- **Required work**
Name every actor credited as starring in the film review below.

- **Selection**
* BEGIN *

Dir: Oleg Stepchenko. Starring: Jason Flemyng, Charles Dance, Rutger Hauer, Jackie Chan, Arnold Schwarzenegger, Yao Xingtong. 12A cert, 117 mins

Imagine watching Jackie Chan and Arnold Schwarzenegger on the same screen, toe-to-toe. It’s what fans of Eighties action flicks have craved for so long. A finger curls on the monkey’s paw and imagine no more. The Iron Mask drops the duo into the middle of a nauseatingly cluttered Russo-Chinese fantasy film. Chan plays a scraggly bearded prisoner, housed in the Tower of London at some point in the early 18th century. Schwarzenegger is his guard, named James Hook but with no connection to the Peter Pan villain. In fact, think of him more as the Terminator by way of Inspector Javert, with a stiff collar and flat quips – or at least lines of dialogue that sound like they should be quips. “Well, that wasn’t your day!” he bellows.

* END *

[Some listings]
* BEGIN *

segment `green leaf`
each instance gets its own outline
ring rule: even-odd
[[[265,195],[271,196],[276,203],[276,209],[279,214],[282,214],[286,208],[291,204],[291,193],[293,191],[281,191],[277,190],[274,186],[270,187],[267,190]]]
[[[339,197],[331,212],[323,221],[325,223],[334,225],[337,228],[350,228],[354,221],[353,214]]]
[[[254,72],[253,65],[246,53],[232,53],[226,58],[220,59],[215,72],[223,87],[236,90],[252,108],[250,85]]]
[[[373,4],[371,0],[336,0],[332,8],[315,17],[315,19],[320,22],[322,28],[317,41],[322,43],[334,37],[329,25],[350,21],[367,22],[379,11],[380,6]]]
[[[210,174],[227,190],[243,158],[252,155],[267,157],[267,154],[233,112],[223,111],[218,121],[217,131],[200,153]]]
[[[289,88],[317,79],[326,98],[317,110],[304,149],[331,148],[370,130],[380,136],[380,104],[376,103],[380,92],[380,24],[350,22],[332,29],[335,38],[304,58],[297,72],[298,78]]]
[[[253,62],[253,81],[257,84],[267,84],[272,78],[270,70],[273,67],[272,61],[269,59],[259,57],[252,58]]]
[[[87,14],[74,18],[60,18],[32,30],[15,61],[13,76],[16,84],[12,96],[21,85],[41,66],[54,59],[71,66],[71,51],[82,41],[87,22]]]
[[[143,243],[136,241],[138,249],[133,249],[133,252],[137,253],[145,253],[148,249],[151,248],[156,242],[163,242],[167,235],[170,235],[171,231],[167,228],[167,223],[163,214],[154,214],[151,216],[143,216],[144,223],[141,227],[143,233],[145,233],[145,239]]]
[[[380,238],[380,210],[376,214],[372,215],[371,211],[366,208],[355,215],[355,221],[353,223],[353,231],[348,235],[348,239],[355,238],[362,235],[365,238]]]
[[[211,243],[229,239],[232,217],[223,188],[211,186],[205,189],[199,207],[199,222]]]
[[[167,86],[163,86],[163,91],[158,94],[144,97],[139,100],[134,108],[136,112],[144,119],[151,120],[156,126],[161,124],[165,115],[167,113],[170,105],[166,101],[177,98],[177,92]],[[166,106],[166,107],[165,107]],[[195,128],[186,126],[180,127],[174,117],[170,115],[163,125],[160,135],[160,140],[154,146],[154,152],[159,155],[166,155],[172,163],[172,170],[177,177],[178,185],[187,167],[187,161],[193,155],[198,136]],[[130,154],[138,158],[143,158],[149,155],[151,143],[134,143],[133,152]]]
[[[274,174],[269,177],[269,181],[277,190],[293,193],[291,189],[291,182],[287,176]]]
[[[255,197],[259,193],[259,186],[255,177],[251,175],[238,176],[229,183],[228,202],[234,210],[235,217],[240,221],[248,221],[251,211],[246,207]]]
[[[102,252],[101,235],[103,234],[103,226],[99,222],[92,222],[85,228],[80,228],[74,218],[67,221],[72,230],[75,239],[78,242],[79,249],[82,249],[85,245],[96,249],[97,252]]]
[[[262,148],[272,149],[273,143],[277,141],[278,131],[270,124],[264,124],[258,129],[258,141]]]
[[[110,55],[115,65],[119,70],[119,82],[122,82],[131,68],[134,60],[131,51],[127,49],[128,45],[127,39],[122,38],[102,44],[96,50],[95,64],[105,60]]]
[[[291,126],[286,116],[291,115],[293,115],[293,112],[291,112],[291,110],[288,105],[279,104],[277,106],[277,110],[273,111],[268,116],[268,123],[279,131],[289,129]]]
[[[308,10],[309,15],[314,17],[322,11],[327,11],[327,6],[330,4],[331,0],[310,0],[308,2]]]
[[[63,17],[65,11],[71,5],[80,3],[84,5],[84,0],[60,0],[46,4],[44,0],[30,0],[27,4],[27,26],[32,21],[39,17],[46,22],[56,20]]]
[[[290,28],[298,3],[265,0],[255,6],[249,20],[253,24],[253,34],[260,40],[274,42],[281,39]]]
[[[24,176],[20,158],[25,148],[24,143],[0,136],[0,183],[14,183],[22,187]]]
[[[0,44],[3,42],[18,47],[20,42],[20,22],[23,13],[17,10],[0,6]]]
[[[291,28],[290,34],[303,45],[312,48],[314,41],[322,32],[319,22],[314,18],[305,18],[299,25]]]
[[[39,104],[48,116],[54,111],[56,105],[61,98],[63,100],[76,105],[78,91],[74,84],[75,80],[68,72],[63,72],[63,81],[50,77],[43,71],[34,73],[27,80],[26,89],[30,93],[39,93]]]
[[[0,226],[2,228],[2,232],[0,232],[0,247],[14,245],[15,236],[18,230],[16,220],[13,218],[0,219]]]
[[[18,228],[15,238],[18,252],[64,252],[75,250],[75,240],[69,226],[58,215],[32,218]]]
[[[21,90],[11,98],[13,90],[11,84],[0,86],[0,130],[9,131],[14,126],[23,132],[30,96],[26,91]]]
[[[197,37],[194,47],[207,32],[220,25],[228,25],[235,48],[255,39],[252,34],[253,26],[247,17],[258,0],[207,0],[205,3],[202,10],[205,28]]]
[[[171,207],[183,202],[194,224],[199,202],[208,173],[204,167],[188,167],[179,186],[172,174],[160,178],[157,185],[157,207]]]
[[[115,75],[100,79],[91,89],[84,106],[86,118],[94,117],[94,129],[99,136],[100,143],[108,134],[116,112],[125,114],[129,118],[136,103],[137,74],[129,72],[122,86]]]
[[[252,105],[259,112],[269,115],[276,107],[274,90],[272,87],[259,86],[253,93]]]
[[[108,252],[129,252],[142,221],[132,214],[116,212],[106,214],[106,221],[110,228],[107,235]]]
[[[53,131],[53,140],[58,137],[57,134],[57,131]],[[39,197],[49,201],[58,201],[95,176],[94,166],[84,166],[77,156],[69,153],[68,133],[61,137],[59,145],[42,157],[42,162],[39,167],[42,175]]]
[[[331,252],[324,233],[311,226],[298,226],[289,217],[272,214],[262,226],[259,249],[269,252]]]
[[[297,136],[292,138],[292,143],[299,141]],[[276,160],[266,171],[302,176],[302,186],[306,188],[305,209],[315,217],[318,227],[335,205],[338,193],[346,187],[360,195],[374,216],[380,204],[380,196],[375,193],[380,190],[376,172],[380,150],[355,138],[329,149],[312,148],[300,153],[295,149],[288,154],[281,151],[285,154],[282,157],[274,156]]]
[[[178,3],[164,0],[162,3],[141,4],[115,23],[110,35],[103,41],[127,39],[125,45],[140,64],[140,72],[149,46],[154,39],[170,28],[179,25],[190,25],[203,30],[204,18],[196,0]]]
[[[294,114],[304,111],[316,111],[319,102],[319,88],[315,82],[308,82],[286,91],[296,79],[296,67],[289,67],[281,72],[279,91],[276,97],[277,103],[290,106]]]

* END *

- **Completed exercise**
Jason Flemyng, Charles Dance, Rutger Hauer, Jackie Chan, Arnold Schwarzenegger, Yao Xingtong